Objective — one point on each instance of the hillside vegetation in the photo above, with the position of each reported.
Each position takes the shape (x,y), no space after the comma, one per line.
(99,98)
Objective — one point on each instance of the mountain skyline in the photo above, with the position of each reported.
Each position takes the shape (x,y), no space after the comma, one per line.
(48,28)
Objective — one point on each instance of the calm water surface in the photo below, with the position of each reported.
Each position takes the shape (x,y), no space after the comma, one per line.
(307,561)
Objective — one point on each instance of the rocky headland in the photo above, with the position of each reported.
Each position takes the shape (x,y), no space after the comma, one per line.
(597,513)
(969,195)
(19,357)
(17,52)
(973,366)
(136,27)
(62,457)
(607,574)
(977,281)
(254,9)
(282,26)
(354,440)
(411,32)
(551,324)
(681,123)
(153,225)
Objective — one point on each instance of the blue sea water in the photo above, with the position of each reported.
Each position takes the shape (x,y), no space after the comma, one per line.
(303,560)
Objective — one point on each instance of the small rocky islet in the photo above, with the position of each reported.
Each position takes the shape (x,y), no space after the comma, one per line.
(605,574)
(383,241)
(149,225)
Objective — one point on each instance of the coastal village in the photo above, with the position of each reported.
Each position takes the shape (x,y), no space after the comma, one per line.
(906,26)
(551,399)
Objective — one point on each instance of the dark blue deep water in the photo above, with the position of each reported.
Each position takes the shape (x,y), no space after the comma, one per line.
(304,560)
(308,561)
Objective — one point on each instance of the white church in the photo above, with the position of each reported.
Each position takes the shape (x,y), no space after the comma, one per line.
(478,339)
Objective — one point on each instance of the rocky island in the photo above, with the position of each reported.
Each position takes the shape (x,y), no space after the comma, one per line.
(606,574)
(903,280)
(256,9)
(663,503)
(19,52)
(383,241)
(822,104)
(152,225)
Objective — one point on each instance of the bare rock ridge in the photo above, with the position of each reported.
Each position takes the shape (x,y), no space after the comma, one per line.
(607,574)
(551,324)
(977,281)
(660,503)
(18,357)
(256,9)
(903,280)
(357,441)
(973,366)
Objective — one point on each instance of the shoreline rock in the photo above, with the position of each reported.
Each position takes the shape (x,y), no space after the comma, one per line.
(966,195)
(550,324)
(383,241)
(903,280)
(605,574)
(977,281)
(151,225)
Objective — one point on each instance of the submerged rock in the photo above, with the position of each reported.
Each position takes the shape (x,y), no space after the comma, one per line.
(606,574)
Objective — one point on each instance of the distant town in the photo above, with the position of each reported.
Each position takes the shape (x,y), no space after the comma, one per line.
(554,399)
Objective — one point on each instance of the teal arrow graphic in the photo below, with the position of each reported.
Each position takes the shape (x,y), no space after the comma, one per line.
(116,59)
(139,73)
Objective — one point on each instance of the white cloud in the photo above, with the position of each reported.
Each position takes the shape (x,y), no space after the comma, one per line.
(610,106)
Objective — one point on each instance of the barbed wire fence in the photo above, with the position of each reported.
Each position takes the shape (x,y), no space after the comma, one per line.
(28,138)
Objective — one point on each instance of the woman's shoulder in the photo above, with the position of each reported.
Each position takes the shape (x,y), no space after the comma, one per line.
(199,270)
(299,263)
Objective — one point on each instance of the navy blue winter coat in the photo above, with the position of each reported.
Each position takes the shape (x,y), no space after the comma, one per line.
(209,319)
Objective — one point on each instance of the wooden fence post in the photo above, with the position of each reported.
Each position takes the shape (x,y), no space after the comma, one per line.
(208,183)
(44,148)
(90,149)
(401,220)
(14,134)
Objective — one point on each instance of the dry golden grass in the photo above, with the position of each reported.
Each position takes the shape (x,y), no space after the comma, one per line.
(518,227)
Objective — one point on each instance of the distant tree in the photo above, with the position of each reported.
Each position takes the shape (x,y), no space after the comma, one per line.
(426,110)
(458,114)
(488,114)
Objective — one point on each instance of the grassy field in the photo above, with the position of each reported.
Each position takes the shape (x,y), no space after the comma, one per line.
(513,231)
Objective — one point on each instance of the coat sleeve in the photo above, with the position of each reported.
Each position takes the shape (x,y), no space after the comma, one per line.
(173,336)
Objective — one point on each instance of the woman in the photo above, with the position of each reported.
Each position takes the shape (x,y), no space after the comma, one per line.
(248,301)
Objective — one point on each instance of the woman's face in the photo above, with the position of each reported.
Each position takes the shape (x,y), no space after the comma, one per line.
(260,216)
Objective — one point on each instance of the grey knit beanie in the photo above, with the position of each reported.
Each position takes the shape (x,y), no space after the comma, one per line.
^^^^
WHAT IS ASKED:
Exactly and only the lines from the line containing "Objective — one point on each instance of the wooden" through the last line of the entries should be copied, both ends included.

RESPONSE BELOW:
Objective — one point on each instance of the wooden fence post in the photo above, with the position of each reported.
Each position takes the shape (x,y), no space after the comma, one per line.
(208,183)
(44,148)
(90,149)
(401,220)
(14,134)
Objective — one point on each instance of the dry golden grass in the photo above, with the position of each reported.
Each position takes the shape (x,y), no space after the comma, one per line.
(518,227)
Objective — one point on each instance of the distant tree in the photo above, with the position of each reported.
Each position takes the shape (x,y), no space after the comma, one per line.
(426,110)
(458,114)
(488,114)
Objective — one point on each instance of the grassy field in the photo above, with the position of each reported.
Each position takes the shape (x,y), no space after the comma, one per line.
(513,231)
Objective — one point on each instance of the coat sleeve in the photo above, with the position of each reported.
Each position takes the shape (x,y), no space after the comma, one per line.
(173,336)
Objective — one point on each instance of the woman in the photo above, with the position of each reported.
Each position takes the shape (x,y), no space after the comma, one per line.
(248,301)
Objective — one point on each instance of the woman's face in the photo above, with the position of each reported.
Each position takes the shape (x,y), no space after the comma, one per line.
(260,216)
Objective — one point on each instance of the grey knit beanie in the photo above, with the position of each reported.
Each position takes the shape (x,y), no space after the comma, one per line.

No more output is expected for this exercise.